-- begin SUPPLIED TEXT --

This is a very basic mod manager for 7 Days to Die on Linux.

Dependencies

This program requires:

  • Python 3.7 or newer
  • Tcl/Tk (python-tk on Debian, tk on Arch)

General Usage

This mod manager works by storing your mods in a separate directory outside of your 7 Days to Die installation, then creating or breaking symlinks to the individual mods from the Mods folder within your 7 Days to Die installation to enable and disable them, respectively.

Upon first use, you will be prompted for the locations of your mods folder and 7 Days to Die installation. After configuring these, they are stored in seven-mods.cfg.

seven-days also allows the user to create separate mod profiles. If, for instance, you frequent a multiplayer server with a certain set of mods, but have a different prefered set of mods for single player, then you could create two mod profiles, called multiplayer and singleplayer, for instance. Loading a mod profile will instantly change the enabled mods to the ones that were enabled when the profile was last saved.

CLI Version

The main source file for the CLI version is seven-mods.py. General usage is:

python seven-mods.py <command> <args...>

The available commands are:

  • list: show a listing of all installed mods. Disabled mods appear in red. Enabled ones appear in green, and are followed by an asterisk (*).
  • enable: enable mods. A list of mod names can be given, separated by spaces. The mod names are the names of their respective folders, not the names listed in their respective ModInfo.xml files. Alternatively, to enable all mods, simply type -a rather than listing them all out.

-- end SUPPLIED TEXT --

TASK LIST:
• 1. In the rows, replace "Target" with "Label" throughout the part that opens with the line containing "Reviewer note: every instance of the water" and closes with the line containing "column 258, row 446", leaving everything else unchanged. Give back only that part.
• 2. Continue the description of the 7 Days to Die mod manager from the point where it stops.

-- begin DATA EXCERPTS --

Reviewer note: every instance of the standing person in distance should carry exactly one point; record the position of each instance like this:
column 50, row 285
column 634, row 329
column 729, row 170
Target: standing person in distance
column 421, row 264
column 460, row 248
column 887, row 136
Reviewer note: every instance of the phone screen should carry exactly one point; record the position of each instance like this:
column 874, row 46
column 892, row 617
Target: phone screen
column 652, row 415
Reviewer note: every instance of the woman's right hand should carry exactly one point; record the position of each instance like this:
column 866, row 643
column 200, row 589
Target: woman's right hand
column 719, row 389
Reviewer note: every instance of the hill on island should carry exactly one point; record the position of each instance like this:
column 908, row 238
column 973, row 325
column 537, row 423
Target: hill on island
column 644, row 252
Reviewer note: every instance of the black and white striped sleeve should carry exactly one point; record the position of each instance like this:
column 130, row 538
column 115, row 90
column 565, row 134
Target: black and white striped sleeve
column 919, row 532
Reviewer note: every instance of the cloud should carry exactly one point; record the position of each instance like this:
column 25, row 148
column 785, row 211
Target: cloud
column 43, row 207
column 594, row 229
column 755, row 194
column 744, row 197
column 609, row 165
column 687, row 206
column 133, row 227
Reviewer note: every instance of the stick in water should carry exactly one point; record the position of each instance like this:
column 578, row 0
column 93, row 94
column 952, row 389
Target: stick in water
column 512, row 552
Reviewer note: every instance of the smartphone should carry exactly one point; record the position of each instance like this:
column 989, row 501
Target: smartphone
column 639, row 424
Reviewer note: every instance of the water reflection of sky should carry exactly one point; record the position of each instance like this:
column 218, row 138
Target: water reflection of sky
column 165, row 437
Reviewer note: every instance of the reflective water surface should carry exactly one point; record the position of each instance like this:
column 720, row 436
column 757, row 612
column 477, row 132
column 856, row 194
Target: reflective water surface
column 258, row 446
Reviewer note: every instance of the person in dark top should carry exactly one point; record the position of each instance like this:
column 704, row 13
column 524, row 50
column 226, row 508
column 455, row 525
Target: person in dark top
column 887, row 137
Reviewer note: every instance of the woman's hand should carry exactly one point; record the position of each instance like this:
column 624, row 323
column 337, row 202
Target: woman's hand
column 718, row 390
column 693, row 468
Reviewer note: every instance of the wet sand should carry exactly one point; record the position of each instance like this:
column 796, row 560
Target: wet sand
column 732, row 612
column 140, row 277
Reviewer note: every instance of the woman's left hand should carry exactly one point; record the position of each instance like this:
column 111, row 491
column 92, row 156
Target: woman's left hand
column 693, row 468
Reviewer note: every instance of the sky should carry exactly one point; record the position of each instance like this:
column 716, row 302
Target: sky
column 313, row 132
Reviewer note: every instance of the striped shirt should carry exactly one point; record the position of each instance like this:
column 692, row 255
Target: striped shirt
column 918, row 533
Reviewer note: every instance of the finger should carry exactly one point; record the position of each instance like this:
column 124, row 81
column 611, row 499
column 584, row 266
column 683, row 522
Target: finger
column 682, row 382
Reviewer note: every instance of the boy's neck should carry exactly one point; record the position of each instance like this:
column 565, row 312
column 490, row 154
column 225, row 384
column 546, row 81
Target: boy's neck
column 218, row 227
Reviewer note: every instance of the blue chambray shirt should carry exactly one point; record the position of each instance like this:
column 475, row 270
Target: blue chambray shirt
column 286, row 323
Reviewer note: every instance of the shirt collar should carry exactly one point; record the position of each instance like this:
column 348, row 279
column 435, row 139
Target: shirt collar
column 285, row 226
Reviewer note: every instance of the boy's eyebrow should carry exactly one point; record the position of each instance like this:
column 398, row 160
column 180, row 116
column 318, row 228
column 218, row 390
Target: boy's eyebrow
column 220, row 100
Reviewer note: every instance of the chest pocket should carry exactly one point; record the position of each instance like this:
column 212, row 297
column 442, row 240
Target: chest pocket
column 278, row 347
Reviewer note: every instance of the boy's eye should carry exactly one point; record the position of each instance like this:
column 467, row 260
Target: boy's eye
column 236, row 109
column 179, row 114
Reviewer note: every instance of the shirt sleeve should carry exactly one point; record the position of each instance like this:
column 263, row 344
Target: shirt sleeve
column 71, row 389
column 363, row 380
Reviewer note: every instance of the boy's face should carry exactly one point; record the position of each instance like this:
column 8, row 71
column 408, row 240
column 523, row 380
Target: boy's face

-- end DATA EXCERPTS --

THE RESPONSES:
• 1.
Reviewer note: every instance of the water reflection of sky should carry exactly one point; record the position of each instance like this:
column 218, row 138
Label: water reflection of sky
column 165, row 437
Reviewer note: every instance of the reflective water surface should carry exactly one point; record the position of each instance like this:
column 720, row 436
column 757, row 612
column 477, row 132
column 856, row 194
Label: reflective water surface
column 258, row 446

• 2.
  • disable: disable mods. Arguments are the same as for enable, including -a to disable all mods.
  • toggle: toggles mods on or off. Does not support -a.
  • save: saves the currently enabled mods to a profile. The only argument that should be given is the name of the profile to save. If the profile already exists, then it will be overwritten.
  • load: sets the enabled mods to those defined by the given profile.

Tip: If you run the script from the directory in which you store your mods, then bash autocompletion works for mod names - hence why it uses the ugly folder names rather than the nice ModInfo.xml names.

Warning: Due to Python's built-in input() function being jank on Linux, it may be easier to start out by just using the list command, accepting the defaults (by just striking the return key without typing anything), then editing the seven-mods.cfg file later. This is not ideal, so a better solution may come in the future.

GUI Version

A GUI version that uses tkinter is planned, but not yet ready. It'll be great though!

Trust me.

I'm a doctor.*

* I'm not an actual doctor.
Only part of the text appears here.